> What is expected
Identify each line of the records that contains the word "dress", and copy those lines.
■ ■ ■ ■ ■ ■ ■
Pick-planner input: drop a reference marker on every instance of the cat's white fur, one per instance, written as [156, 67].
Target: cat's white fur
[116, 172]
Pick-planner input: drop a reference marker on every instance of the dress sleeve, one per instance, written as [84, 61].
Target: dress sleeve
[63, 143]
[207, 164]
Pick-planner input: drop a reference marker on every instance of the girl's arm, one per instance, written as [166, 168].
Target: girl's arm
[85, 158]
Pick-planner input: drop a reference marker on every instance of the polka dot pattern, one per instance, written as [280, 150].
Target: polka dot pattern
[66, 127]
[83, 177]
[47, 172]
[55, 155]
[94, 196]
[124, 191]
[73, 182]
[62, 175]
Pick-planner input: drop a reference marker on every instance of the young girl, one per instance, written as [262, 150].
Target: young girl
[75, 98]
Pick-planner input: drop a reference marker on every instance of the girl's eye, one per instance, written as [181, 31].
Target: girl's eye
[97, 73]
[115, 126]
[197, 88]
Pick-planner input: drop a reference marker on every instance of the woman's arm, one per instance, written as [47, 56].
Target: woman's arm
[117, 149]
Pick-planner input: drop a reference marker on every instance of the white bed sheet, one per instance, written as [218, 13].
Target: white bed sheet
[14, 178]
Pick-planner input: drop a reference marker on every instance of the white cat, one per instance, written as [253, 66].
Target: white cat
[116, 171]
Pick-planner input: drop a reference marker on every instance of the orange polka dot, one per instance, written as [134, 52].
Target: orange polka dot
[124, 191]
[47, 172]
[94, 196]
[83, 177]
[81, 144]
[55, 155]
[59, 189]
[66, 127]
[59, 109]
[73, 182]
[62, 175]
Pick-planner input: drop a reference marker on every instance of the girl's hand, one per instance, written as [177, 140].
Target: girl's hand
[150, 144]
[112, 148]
■ ■ ■ ■ ■ ■ ■
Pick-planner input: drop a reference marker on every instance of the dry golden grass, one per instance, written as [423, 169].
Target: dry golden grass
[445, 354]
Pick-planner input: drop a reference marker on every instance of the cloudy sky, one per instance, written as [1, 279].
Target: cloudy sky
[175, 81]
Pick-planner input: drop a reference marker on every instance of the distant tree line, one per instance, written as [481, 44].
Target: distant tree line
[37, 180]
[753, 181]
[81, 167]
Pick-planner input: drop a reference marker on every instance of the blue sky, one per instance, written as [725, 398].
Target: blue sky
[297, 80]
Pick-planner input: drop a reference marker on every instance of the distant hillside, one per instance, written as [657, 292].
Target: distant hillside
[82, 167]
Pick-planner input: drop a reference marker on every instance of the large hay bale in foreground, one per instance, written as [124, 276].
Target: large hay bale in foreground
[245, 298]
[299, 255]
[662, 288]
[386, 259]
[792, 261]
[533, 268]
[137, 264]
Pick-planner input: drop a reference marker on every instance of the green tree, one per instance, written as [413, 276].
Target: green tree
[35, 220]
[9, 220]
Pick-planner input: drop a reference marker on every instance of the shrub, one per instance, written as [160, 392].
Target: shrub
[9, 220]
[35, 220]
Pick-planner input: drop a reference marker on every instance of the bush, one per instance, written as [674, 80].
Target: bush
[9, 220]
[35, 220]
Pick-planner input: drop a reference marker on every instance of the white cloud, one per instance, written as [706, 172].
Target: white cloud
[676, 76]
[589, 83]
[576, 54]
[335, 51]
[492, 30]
■ ■ ■ ■ ■ ■ ■
> Answer to the exercise
Pick-planner input: drop a reference marker on every instance of the dress sleeve, one per instance, written as [84, 61].
Target: dress sleeve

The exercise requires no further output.